-- Opening Marker --

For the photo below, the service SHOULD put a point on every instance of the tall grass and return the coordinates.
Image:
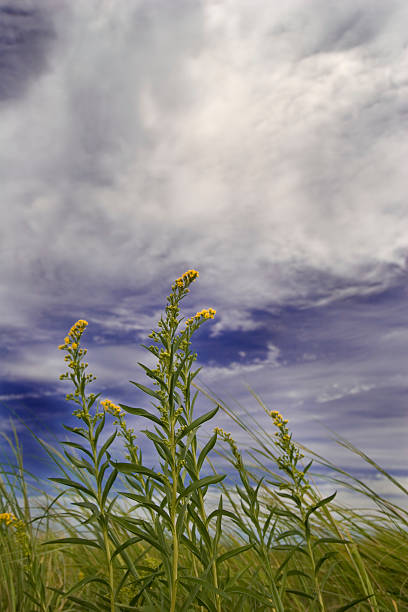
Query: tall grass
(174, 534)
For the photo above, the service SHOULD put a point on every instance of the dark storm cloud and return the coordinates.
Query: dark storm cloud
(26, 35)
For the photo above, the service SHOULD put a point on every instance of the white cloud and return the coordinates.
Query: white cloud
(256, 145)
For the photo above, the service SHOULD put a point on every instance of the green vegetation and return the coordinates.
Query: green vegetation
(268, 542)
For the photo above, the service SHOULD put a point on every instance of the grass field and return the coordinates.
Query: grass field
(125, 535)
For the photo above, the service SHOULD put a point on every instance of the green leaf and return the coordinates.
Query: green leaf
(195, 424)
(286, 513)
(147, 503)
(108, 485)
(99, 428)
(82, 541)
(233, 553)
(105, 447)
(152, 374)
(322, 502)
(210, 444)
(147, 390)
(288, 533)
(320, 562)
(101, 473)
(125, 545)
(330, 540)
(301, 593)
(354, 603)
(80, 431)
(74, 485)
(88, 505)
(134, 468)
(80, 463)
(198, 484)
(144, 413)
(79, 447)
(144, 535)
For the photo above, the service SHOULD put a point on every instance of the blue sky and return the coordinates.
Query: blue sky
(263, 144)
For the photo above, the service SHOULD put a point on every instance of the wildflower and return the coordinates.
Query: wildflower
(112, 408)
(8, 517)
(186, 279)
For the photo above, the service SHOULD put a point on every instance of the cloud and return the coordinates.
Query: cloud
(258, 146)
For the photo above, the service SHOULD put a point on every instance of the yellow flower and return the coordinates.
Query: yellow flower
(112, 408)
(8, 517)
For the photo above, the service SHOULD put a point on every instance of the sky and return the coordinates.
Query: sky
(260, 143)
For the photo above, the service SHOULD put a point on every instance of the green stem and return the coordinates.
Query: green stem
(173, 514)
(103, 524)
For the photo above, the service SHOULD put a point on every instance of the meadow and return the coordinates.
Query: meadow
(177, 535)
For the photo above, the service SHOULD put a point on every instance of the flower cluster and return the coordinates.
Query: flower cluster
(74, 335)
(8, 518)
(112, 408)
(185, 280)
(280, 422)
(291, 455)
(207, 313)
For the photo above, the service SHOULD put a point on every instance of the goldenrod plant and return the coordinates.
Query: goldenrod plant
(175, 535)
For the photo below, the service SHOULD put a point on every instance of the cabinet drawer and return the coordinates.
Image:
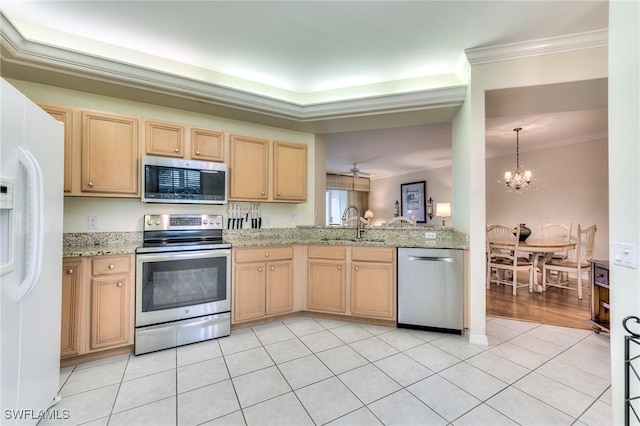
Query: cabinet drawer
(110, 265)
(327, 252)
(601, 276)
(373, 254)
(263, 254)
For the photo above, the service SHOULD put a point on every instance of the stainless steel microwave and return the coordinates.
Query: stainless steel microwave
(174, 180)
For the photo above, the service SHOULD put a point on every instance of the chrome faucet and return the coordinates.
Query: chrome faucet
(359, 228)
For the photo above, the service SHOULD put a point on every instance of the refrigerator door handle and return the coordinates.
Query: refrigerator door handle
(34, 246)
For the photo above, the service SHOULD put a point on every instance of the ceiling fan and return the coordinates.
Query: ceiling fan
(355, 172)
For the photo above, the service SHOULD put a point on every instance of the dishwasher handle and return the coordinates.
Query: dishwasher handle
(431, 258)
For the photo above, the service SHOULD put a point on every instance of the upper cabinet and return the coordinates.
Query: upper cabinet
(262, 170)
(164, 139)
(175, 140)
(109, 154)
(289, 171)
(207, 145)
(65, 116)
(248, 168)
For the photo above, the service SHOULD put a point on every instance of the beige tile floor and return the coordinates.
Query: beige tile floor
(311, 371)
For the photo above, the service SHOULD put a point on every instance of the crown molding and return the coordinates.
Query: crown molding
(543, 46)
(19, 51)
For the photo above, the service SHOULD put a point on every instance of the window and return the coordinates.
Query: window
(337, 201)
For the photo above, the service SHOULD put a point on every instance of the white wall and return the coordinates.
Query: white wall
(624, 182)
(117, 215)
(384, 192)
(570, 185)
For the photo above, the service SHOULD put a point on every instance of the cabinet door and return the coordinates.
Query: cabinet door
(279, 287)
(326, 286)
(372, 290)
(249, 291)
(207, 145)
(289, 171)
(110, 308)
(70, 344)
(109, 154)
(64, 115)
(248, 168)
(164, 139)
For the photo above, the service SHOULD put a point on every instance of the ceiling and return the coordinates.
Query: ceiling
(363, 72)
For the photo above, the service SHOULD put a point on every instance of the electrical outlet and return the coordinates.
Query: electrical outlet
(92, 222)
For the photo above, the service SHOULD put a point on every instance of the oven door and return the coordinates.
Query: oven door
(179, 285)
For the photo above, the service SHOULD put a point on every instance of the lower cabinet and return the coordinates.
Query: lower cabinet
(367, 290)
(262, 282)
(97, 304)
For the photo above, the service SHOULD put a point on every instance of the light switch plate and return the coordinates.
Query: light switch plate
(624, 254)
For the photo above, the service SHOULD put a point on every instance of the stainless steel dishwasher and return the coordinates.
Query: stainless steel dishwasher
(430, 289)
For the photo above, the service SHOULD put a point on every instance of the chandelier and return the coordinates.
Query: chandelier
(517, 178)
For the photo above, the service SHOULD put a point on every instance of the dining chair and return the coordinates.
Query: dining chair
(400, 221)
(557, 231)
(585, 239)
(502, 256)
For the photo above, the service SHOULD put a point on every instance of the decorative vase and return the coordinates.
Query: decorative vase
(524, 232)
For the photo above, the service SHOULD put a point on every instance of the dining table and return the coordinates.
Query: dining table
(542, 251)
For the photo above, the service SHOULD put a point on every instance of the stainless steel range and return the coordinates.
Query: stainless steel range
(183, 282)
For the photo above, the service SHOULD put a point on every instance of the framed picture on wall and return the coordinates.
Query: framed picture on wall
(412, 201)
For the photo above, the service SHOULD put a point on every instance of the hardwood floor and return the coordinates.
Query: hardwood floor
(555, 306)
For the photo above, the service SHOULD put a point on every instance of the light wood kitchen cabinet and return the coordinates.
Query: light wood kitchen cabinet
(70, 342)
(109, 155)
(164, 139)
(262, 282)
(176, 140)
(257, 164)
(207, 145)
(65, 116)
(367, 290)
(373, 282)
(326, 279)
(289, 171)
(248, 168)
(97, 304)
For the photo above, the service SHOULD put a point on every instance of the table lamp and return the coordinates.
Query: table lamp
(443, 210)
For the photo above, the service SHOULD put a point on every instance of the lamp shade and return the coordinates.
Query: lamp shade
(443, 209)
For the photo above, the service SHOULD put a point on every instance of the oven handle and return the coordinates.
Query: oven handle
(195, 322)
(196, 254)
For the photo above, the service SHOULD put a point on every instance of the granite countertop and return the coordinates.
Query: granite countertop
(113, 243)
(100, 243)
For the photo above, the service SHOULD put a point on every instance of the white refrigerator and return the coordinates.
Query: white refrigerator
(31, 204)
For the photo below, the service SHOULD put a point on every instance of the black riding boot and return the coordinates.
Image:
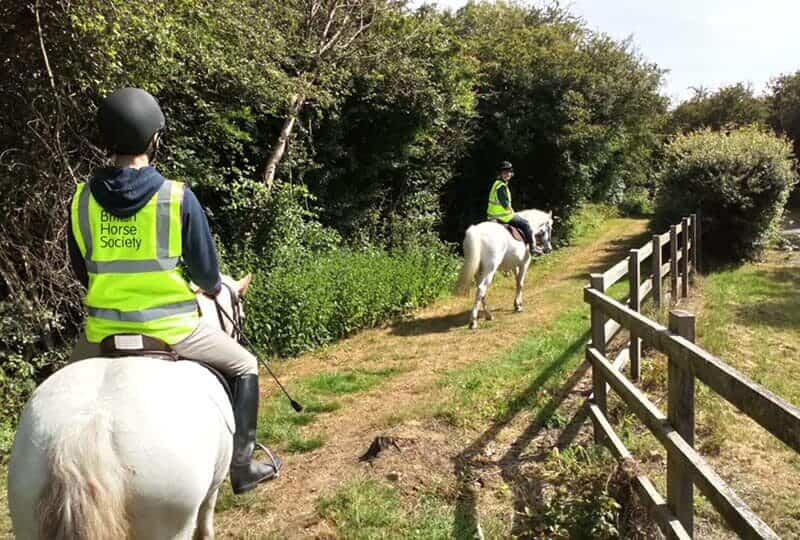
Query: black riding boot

-- Closing Marker --

**Your assignment:** Make an exact copy of the data, leaving its pictures out.

**Reply to the exercise:**
For the photo below, the service SHOULD put a point on every instance of the tall grass and return the coordinates.
Image:
Query: tall grass
(174, 534)
For the photo above, the service SHOULD put a point on every instance of the dark storm cloud and return the coordinates.
Query: dark storm cloud
(26, 35)
For the photo above, the service SHOULD put a point on every instance of the white cloud and return the coordinates.
Query: white cloud
(256, 145)
For the photo above, the service SHOULD put a point on every instance of the green vegetation and return the coordinates.
Query: green vegetation
(268, 542)
For the photo above, the service SHOULD put a point on every instance of the grass field and return the coordinates.
Query: grass field
(125, 535)
For the photo above, the service SHOULD put a point on every instance of the green leaf and return the coordinates.
Query: green leaf
(195, 424)
(286, 513)
(147, 503)
(108, 485)
(99, 428)
(82, 541)
(233, 553)
(105, 447)
(152, 374)
(322, 502)
(210, 444)
(147, 390)
(288, 533)
(320, 562)
(101, 473)
(125, 545)
(330, 540)
(301, 593)
(354, 603)
(80, 431)
(74, 485)
(88, 505)
(134, 468)
(80, 463)
(198, 484)
(144, 413)
(79, 447)
(144, 535)
For the photo above, the service SHOULD put a point on every instance of the blue sky and return the coordinates.
Query: blue sky
(263, 144)
For the photo above, the service SHOULD put a point on every instance of the wildflower and return the coordinates.
Query: wildflower
(112, 408)
(8, 517)
(186, 279)
For the photo above, the service SHOULD put a point on every instance of the cloud and return the coordinates.
Query: cloud
(258, 146)
For the photo above, the service SHOULD put a point on every instance of the yellow flower and return the coordinates.
Query: yellow flower
(112, 408)
(8, 517)
For the photo above, the service SHOULD put a point on every instance of the sky and return the coordinates.
Query: sky
(260, 143)
For the photo above, the service SHOULD put a point on every instance of the green stem and return the coordinates.
Query: green stem
(173, 514)
(103, 524)
For the photo above, the service SHOULD put a point on every instance of the meadow and return the coordinates.
Query: meadow
(177, 535)
For the photo above, the service SHOULD put a point on every instance of the flower cluster and return the coordinates.
Query: flower cluster
(74, 335)
(8, 518)
(112, 408)
(185, 280)
(280, 422)
(291, 455)
(207, 313)
For the photo above, the service SHOULD put a point on every instance of the goldenrod plant and return the coordinates.
Query: goldenrod plant
(175, 535)
For the photo below, the service SHOULD put a point on every instance of the cabinet drawer and return the coordinates.
Image:
Query: cabinet drawer
(110, 265)
(327, 252)
(601, 276)
(373, 254)
(263, 254)
For the photo above, the service SHOULD put a point on every instance of the stainless steel microwave and return the coordinates.
Query: stainless steel microwave
(174, 180)
For the photo above, the service SHOULD put a point on every instance of the chrome faucet and return the coordinates.
Query: chrome faucet
(359, 228)
For the photo above, the service SHOULD put a point on every instance of the refrigerator door handle and return the coordinates.
Query: refrigerator door handle
(34, 246)
For the photo above, the service SHOULD put a point on every instance of the ceiling fan and return the coordinates.
Query: ceiling fan
(355, 172)
For the photo above, the service SHOULD put a point on every instance of the dishwasher handle and return the coordinates.
Query: dishwasher handle
(431, 258)
For the photo above, the service SHOULD put a point on every instance of the upper cabinet and return the coordinates.
Query: upper cabinet
(262, 170)
(164, 139)
(175, 140)
(109, 154)
(289, 171)
(207, 145)
(65, 116)
(248, 168)
For the photo above, the service SHOULD put a point on every instance of the beige tile floor and return the coordinates.
Query: beige tile floor
(311, 371)
For the photo above, the service SHOULD put a point on every instance of the crown molding and return the coordinates.
Query: crown molding
(543, 46)
(19, 51)
For the photo above, the service SHOULD put a point on every instance of the window and return the coordinates.
Query: window
(337, 201)
For the photo above, the service SHOULD put a point on every instance of the white wall and return the coordinates.
Query: white wall
(624, 182)
(117, 215)
(384, 192)
(570, 185)
For the photo above, the service SHOULD put a point on every instance of the cabinet door and return the coordinates.
Query: cabinet door
(279, 287)
(326, 286)
(372, 290)
(249, 291)
(207, 145)
(289, 171)
(110, 308)
(70, 344)
(109, 154)
(64, 115)
(248, 168)
(164, 139)
For the photo above, the service SHOULD put a point on every instance of the ceiling and return the coordinates.
Query: ceiling
(363, 72)
For the photo above, the service SHOULD put a point on every instance of the electrical outlet and return the coordinates.
Query: electrical outlet
(92, 222)
For the photo above, the service SHOULD put a point on every instance of the oven door and return the coordinates.
Query: oven door
(179, 285)
For the photo above, the service SHOULD put a point on every instance of the lower cabinet and return the coordinates.
Query: lower cabinet
(367, 290)
(262, 282)
(97, 304)
For the photo above, the service SHOULD put a point on every instance of the light switch plate and return the coordinates.
Query: light switch plate
(624, 254)
For the photo above, the service SHOULD put a point on every instance of the stainless steel dishwasher and return the coordinates.
Query: stainless steel dishwasher
(430, 289)
For the photo above, the service SHOULD put a point on every instance of the chandelier and return the coordinates.
Query: chandelier
(517, 178)
For the photo above, the service SHOULD put a point on every instance of the dining chair and return the coordinates.
Query: dining chair
(400, 221)
(557, 231)
(585, 239)
(502, 256)
For the photo above, the service SHOULD put a point on every instance of the decorative vase and return the coordinates.
Query: decorative vase
(524, 232)
For the photo above, the service SHOULD put a point on every instance of the dining table and return the coordinates.
Query: dining table
(542, 251)
For the photo above, the service SHOULD put a point on every instance of the stainless steel range and return the coordinates.
Query: stainless steel range
(183, 282)
For the photo above, the service SHOULD put a point on every instance of the framed picture on wall and return the coordinates.
Query: framed picture on wall
(412, 201)
For the photo above, the service SHOULD put a point on every instance of the hardwood floor and return the coordinates.
Query: hardwood floor
(555, 306)
For the photo above, the service SHOULD put a point on every instance of the light wood kitchen cabinet and return the coordinates.
Query: light wood kitchen cabinet
(70, 342)
(109, 155)
(164, 139)
(262, 282)
(176, 140)
(257, 164)
(207, 145)
(65, 116)
(367, 290)
(373, 282)
(326, 279)
(289, 171)
(248, 168)
(97, 304)
For the photo above, the service SHOULD put a point on every instance of the table lamp and return the coordinates.
Query: table lamp
(443, 210)
For the photo above, the service SHOULD put a point on every instance of the lamp shade and return the coordinates.
Query: lamp shade
(443, 209)
For the photo above, the service SHOULD put a point on every instance of the oven handle and return the coordinates.
Query: oven handle
(195, 322)
(196, 254)
For the photo above, the service SHOULD put a point on every instance of the granite countertop and return the coordinates.
Query: granite countertop
(113, 243)
(100, 243)
For the photo above, the service SHOULD put a point on every instance of the white refrigerator and return the coordinates.
Query: white refrigerator
(31, 204)
For the photo below, the service SHOULD put a point on every instance of the black riding boot and return the coordinates.
Image:
Query: black riding boot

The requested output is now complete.